━━━ Source extract

Convinced Dandridge is a vampire and behind the string of murders, Charlie seeks out the services of Peter Vincent, Vampire Killer and host of Fright Night (and an obvious 1:1 correlation to Hammer Horror's Peter Cushing). Vincent has just been fired from Fright Night, which has fallen sharply in the ratings due to the public's current thirst for "psychotic ski masked killers." But Vincent, thinking that Charlie is just a crazy kid, refuses his appeal for help.

Desperate, Charlie decides to sneak next door and drive a stake into Dandridge's heart. Amy and Charlie's friend Ed Thompson (another horror fan appropriately nicknamed Evil), don't believe Charlie's claims that Dandridge is a vampire, but in order to stop him from committing murder they recruit Vincent to perform a phony "vampire testing" ceremony on Dandridge. "Just like in Orgy of the Dead!" says Evil. Dandridge drinks holy water (tap water) supplied by Vincent and passes the "test." But Vincent, exiting the house, notices in a handmirror that Dandridge casts no reflection. The action really picks up from there.

━━━━━━

Task requirements
1. In the plot summary, what does Vincent notice in a handmirror as he leaves the house?
2. Reproduce everything in the plot summary from "Desperate, Charlie decides" down to "up from there.".
3. List every character in the story that the plot summary names.

━━━ Material

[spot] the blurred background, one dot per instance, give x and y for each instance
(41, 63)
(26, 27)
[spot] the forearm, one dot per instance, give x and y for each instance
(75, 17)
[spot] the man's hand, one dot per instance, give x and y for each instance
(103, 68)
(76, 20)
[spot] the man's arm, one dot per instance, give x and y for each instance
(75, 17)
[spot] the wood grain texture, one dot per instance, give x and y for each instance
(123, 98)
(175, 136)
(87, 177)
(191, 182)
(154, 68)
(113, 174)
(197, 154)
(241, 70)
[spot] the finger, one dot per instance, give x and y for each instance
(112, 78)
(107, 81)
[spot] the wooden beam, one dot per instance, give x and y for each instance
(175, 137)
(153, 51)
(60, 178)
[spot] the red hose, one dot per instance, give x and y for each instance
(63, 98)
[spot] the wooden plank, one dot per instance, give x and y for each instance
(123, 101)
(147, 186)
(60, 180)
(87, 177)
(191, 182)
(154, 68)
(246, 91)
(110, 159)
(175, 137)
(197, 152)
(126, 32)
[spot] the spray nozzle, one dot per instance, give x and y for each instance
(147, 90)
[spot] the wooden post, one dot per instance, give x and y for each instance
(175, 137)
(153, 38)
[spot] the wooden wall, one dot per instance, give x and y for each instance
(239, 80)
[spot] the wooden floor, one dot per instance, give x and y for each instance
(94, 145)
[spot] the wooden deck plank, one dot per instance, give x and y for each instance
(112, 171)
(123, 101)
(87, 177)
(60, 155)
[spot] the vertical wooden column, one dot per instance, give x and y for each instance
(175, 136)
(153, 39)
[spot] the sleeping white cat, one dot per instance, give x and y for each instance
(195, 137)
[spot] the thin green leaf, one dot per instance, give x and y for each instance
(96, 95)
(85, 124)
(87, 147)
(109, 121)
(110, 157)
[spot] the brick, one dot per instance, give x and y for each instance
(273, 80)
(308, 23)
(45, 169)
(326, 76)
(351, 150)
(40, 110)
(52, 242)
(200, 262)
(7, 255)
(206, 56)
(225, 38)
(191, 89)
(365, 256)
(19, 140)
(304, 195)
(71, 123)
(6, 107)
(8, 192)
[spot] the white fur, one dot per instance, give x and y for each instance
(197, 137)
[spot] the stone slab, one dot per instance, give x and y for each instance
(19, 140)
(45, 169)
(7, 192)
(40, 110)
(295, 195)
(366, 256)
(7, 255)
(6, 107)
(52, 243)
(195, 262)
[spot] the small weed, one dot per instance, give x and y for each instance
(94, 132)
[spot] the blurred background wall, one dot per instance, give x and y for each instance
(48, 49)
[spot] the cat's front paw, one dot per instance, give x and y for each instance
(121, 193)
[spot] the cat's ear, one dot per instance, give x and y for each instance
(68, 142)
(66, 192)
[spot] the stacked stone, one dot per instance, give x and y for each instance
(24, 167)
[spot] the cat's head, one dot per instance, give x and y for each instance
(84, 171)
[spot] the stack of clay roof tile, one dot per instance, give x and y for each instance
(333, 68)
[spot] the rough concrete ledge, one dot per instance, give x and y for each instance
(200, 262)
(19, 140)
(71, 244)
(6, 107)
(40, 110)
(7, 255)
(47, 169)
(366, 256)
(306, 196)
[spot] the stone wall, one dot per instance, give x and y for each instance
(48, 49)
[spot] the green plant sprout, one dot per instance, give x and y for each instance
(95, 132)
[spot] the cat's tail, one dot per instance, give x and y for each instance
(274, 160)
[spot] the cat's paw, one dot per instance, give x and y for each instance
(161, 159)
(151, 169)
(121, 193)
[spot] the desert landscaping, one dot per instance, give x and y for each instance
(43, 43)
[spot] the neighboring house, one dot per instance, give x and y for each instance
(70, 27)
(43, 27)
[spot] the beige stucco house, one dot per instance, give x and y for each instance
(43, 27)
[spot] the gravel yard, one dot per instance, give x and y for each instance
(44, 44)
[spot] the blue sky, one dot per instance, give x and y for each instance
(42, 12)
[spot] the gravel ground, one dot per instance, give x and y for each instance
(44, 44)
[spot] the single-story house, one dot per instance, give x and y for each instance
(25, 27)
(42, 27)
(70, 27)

━━━━━━
━━━ Material

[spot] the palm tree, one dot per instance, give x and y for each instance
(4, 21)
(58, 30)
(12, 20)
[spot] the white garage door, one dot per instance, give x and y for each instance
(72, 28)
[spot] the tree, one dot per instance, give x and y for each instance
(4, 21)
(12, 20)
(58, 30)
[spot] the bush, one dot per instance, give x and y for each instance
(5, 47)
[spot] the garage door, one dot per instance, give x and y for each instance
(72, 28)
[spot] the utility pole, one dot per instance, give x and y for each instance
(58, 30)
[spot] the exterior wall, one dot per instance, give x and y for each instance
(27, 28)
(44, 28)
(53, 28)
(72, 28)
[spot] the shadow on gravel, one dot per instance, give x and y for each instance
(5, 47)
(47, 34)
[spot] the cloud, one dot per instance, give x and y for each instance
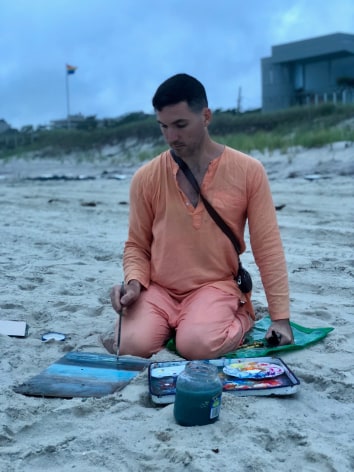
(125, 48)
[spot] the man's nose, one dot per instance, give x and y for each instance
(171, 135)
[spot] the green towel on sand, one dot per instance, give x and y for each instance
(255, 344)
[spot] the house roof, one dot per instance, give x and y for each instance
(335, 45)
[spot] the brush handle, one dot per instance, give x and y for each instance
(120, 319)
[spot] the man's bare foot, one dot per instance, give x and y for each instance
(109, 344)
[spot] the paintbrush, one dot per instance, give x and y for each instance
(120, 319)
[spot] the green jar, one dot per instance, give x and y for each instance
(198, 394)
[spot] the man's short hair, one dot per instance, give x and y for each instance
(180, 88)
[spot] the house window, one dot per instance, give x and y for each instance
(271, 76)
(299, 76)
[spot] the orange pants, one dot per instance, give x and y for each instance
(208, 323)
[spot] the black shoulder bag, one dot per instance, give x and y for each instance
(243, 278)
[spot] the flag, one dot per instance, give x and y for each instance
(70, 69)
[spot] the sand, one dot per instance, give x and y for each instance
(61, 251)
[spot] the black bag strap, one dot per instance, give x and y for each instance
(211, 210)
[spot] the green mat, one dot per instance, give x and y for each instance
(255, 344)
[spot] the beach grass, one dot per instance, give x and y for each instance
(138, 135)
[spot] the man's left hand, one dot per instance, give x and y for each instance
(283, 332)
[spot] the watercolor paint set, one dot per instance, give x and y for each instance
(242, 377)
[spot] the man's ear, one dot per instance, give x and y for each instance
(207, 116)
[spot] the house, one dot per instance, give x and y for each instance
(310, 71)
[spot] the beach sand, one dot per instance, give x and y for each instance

━━━━━━
━━━ Material

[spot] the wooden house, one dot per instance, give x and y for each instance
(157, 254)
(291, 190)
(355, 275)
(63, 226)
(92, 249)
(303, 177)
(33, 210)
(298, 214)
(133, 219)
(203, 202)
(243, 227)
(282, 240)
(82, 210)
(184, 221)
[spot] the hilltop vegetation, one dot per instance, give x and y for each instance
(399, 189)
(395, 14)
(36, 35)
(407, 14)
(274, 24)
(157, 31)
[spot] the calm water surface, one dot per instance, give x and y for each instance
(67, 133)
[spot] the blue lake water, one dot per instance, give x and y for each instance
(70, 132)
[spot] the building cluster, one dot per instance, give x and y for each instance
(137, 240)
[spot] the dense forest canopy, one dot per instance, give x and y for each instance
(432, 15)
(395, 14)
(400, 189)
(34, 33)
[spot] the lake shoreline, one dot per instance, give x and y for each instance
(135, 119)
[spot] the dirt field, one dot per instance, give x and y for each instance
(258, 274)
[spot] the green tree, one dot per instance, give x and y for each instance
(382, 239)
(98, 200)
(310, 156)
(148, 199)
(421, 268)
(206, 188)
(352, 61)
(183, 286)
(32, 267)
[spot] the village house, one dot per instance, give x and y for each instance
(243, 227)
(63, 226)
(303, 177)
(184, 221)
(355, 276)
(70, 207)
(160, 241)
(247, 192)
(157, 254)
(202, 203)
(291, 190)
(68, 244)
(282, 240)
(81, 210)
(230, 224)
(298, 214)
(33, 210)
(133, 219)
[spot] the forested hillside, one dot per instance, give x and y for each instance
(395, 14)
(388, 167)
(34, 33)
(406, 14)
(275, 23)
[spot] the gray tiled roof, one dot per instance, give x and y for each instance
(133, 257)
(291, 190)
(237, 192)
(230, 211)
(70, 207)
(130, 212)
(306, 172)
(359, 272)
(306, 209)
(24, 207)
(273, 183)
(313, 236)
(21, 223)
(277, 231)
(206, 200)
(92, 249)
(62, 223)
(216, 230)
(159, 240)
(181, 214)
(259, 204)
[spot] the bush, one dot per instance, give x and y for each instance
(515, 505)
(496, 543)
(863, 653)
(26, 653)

━━━━━━

Answers per task
1. Dandridge casts no reflection.

2.
Desperate, Charlie decides to sneak next door and drive a stake into Dandridge's heart. Amy and Charlie's friend Ed Thompson (another horror fan appropriately nicknamed Evil), don't believe Charlie's claims that Dandridge is a vampire, but in order to stop him from committing murder they recruit Vincent to perform a phony "vampire testing" ceremony on Dandridge. "Just like in Orgy of the Dead!" says Evil. Dandridge drinks holy water (tap water) supplied by Vincent and passes the "test." But Vincent, exiting the house, notices in a handmirror that Dandridge casts no reflection. The action really picks up from there.

3. Charlie, Dandridge, Peter Vincent, Amy, Ed Thompson (Evil)